# Brano fornito
• • • •

Corriere del Veneto (Vicenza e Bassano)
Operata, ma il tumore non c’era: «E tutti stavano zitti»
Chioggia, l’incredibile disavventura di una donna, oggi risarcita: tre errori in un colpo solo
VENEZIA Tre errori in un colpo solo del sistema sanitario: una diagnosi errata che aveva visto un tumore che non c’era, un intervento più invasivo del dovuto e, infine, il silenzio successivo, che ha costretto una donna chioggiotta a convivere per tre anni con l’angoscia (in realtà infondata) di potersi ammalare di nuovo. «E’ una di quelle storie che uno pensa di vedere solo in televisione - racconta lei dieci anni dopo, forte di una sentenza del tribunale di Venezia che l’ha risarcita - E’ una vicenda vergognosa».
Tutto inizia nel 2007, quando la donna viene sottoposta a un controllo al seno all’ospedale di Chioggia, dopo il quale le vennero prescritte una mammografia, un’ecografia e infine una biopsia. Proprio quest’ultima si era conclusa con una diagnosi di carcinoma alla mammella destra: il 31 luglio di quell’anno era stata ricoverata e poi operata con una mastectomia destra totale. Per tre anni aveva effettuato tutti i controlli del cosiddetto follow-up, senza cadere in alcuna ipotesi di recidiva.
Il perché l’ha però poi capito pian piano, insospettendosi sempre più. Sentiva che tutte le altre pazienti venivano sottoposte a radioterapia, mentre lei non faceva nulla. Fortunata? Nel dubbio si è rivolta a uno studio medico legale, che ha ripreso in mano tutti le cartelle cliniche e le ha dato un responso choc: quel carcinoma in realtà non c’era mai stato. Lei a quel punto si è rivolta agli avvocati Guido Simonetti ed Enrico Penzo e ha fatto causa sia all’Usl 14, che all’epoca gestiva l’ospedale di Chioggia (ora Usl 3), che al laboratorio privato che aveva analizzato il tessuto prelevato nella biopsia. Il giudice Lisa Torresan ha quindi incaricato un perito, le cui conclusioni sono state le stesse: da un lato infatti è stato riscontrato l’errore diagnostico del laboratorio Pennelli, che non ha correttamente svolto le analisi dei campioni prelevati con l’agobiopsia, o quanto meno non ha previsto ulteriori analisi per approfondire un primo esito che lasciava aperti dei dubbi. Ma anche l’azienda sanitaria avrebbe sbagliato tipologia di intervento. Non si doveva fare quello – scrive il medico legale Davide Roncali – «invasivo e demolitivo», cioè la mastectomia, ma la «più opportuna e meno invasiva» asportazione del linfonodo sentinella. Tra l’altro la paziente aveva dato il consenso a quest’ultimo intervento, mentre il primo era previsto solo in caso d’urgenza.

• • • •

# Materiale estratto

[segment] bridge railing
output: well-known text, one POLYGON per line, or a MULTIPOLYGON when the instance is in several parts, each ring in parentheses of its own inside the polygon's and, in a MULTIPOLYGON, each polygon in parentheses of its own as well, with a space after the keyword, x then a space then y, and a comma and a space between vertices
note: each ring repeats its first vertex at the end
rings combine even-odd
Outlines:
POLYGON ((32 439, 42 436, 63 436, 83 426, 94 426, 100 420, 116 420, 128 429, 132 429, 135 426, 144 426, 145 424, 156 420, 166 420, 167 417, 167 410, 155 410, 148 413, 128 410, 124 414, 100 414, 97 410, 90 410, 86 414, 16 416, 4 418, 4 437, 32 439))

• • • •

# Istruzioni di lavoro
A - Per ciascuna affermazione, stabilisci se concorda con l'articolo sulla donna di Chioggia, rispondendo sì o no e citando le parole decisive del testo: (i) dopo l'intervento la donna è stata sottoposta a radioterapia; (ii) il tessuto prelevato nella biopsia è stato analizzato da un laboratorio privato; (iii) la paziente aveva dato il consenso all'asportazione del linfonodo sentinella.
B - Traduci in inglese la frase dell'articolo sulla donna di Chioggia «Sentiva che tutte le altre pazienti venivano sottoposte a radioterapia, mentre lei non faceva nulla.»
C - Prosegui l'articolo sulla donna di Chioggia a partire dall'ultima frase riportata.

# Risposte ai compiti
A -
(i) No: «Sentiva che tutte le altre pazienti venivano sottoposte a radioterapia, mentre lei non faceva nulla.»
(ii) Sì: «al laboratorio privato che aveva analizzato il tessuto prelevato nella biopsia».
(iii) Sì: «Tra l’altro la paziente aveva dato il consenso a quest’ultimo intervento».

B - She heard that all the other patients were undergoing radiotherapy, while she was doing nothing.

C -
Le due parti si erano scaricate le colpe a vicenda. Il laboratorio si era difeso ribadendo che il campione conteneva delle tracce di quello che poteva essere un carcinoma e che eventualmente spettava all’Usl un approfondimento prima di operare. L’Usl invece aveva detto che l’errore era solo del laboratorio e del suo referto sbagliato. Ma secondo il giudice ancor più grave è stato il comportamento successivo dell’azienda sanitaria (tanto che l’ha condannata a pagare l’80 per cento del risarcimento), che pur avendo potuto vedere negli esami successivi all’operazione che il tumore non c’era, non ha avvisato la paziente, costringendola a tre anni di controlli. «Hanno sbagliato e sono stati pure zitti - si arrabbia la donna - Hanno certificato cose non veritiere e per me ora è un trauma sapere che il sistema sanitario può commettere errori del genere. La prossima volta non mi fiderò mai più di una sola diagnosi».